EXTRACTED MATERIAL:
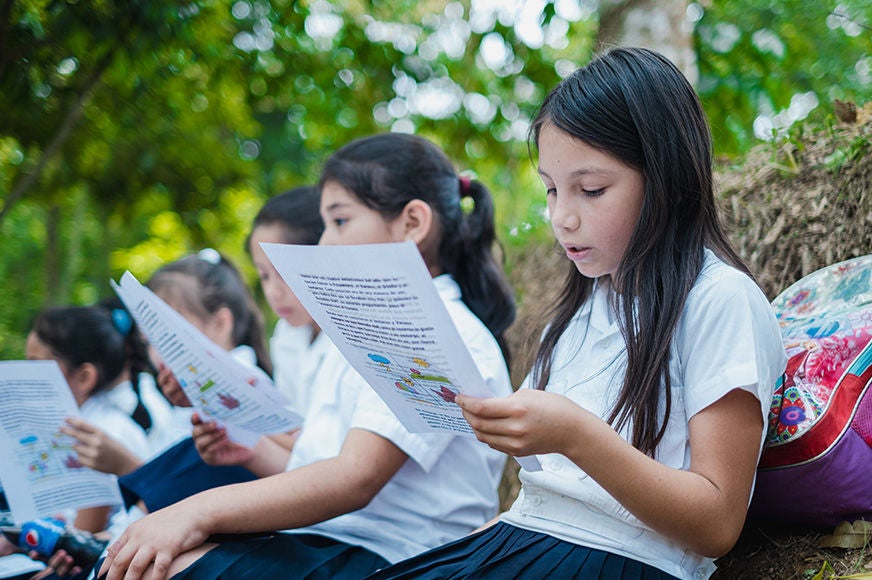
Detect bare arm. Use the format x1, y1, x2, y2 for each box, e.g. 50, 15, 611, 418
73, 506, 112, 534
458, 387, 763, 557
99, 428, 408, 580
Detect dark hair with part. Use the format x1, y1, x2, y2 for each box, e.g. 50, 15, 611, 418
529, 47, 751, 455
31, 303, 154, 431
320, 133, 516, 362
245, 185, 324, 251
147, 251, 272, 376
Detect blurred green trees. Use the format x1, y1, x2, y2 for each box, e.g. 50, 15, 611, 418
1, 0, 869, 358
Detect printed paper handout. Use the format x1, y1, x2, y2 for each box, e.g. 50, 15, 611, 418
0, 554, 45, 579
112, 272, 302, 445
261, 241, 541, 471
0, 361, 123, 524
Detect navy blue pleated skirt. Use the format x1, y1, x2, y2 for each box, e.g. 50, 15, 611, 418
171, 532, 389, 579
118, 437, 257, 512
365, 522, 679, 580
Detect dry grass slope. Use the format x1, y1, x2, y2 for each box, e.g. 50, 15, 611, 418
499, 111, 872, 578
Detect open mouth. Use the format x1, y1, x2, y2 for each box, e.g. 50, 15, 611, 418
563, 245, 591, 260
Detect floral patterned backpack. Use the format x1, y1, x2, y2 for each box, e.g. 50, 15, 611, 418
749, 254, 872, 528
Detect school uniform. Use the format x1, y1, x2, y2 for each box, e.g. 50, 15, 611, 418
174, 274, 512, 579
370, 250, 788, 580
64, 390, 149, 528
270, 320, 330, 418
102, 374, 187, 460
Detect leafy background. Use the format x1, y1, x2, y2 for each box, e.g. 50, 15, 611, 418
1, 0, 870, 361
2, 2, 871, 577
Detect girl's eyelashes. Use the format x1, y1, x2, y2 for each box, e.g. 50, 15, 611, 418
544, 185, 605, 197
333, 217, 347, 227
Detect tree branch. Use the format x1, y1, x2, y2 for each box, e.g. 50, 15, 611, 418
0, 0, 16, 79
0, 48, 114, 226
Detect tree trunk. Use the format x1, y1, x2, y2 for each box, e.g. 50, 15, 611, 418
597, 0, 698, 86
46, 205, 61, 305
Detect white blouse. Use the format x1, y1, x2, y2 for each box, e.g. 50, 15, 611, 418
501, 250, 788, 579
283, 275, 512, 563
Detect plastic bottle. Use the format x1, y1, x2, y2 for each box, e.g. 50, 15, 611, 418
0, 517, 108, 570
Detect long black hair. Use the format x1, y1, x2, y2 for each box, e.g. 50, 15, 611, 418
147, 251, 273, 376
245, 185, 324, 250
529, 47, 750, 455
320, 133, 516, 362
31, 303, 154, 431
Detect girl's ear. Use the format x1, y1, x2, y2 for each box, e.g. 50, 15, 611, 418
68, 362, 99, 405
206, 306, 236, 351
397, 199, 434, 245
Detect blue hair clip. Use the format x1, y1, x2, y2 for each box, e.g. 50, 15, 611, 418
111, 308, 133, 337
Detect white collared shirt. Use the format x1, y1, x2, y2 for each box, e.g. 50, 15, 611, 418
283, 274, 512, 563
501, 250, 787, 580
270, 321, 330, 418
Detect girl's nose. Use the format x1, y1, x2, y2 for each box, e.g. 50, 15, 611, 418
318, 230, 334, 246
549, 196, 580, 231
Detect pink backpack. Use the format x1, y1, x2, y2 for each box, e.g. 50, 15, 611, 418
749, 254, 872, 528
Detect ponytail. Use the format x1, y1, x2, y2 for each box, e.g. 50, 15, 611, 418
32, 304, 154, 432
102, 299, 155, 432
320, 133, 516, 362
442, 179, 516, 363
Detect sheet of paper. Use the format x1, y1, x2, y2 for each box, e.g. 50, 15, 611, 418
0, 554, 45, 579
261, 241, 542, 472
0, 361, 123, 524
263, 241, 491, 433
112, 272, 302, 446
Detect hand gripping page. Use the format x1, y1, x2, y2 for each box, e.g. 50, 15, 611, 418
260, 241, 541, 472
112, 272, 302, 447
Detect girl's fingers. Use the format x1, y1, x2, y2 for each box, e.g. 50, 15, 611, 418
100, 536, 126, 580
194, 431, 224, 450
148, 552, 174, 580
191, 420, 221, 438
59, 422, 91, 442
455, 394, 514, 419
72, 443, 96, 460
124, 547, 157, 580
64, 416, 95, 432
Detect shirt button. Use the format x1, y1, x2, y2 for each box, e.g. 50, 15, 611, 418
529, 495, 542, 506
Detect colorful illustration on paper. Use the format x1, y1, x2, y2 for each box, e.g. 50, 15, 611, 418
16, 431, 82, 484
366, 352, 463, 409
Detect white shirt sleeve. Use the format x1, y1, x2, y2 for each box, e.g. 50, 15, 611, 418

TASK STATEMENT:
Nothing but the lines from the one with "Detect ponytail. Use" through the last line of the records above should be retyped, and those word for word.

TASK RESULT:
Detect ponytail. Use the format x1, y1, x2, y2 for each box, e.g. 50, 15, 611, 418
32, 304, 154, 432
102, 299, 155, 432
320, 133, 516, 362
442, 179, 516, 363
Detect sheet of paper. Use the format x1, y1, x2, y2 for each box, e.g. 50, 15, 611, 418
0, 554, 45, 579
261, 241, 542, 472
0, 361, 123, 524
263, 241, 491, 433
112, 272, 302, 446
Detect hand gripping page. Use the format x1, y1, x2, y2 for each box, e.g. 50, 15, 611, 418
260, 241, 541, 472
112, 272, 302, 447
Detect girl's fingers. Use the format x1, y1, x2, y2 for each box, e.g. 50, 15, 611, 418
100, 536, 126, 580
194, 431, 224, 450
148, 552, 174, 580
191, 420, 221, 438
59, 422, 91, 442
455, 394, 514, 419
72, 443, 96, 460
124, 547, 157, 580
64, 416, 95, 432
Detect shirt button. Use the format x1, y1, x2, y2 for each box, e.g. 50, 15, 611, 418
529, 495, 542, 506
Detect colorful illustration on paper. Use the format x1, y1, x2, y2 for each box, e.g. 50, 15, 611, 418
16, 431, 82, 484
366, 352, 463, 409
Detect white shirt sleeve. Use the format x1, y1, x2, y2 for each box, e.g. 50, 15, 611, 418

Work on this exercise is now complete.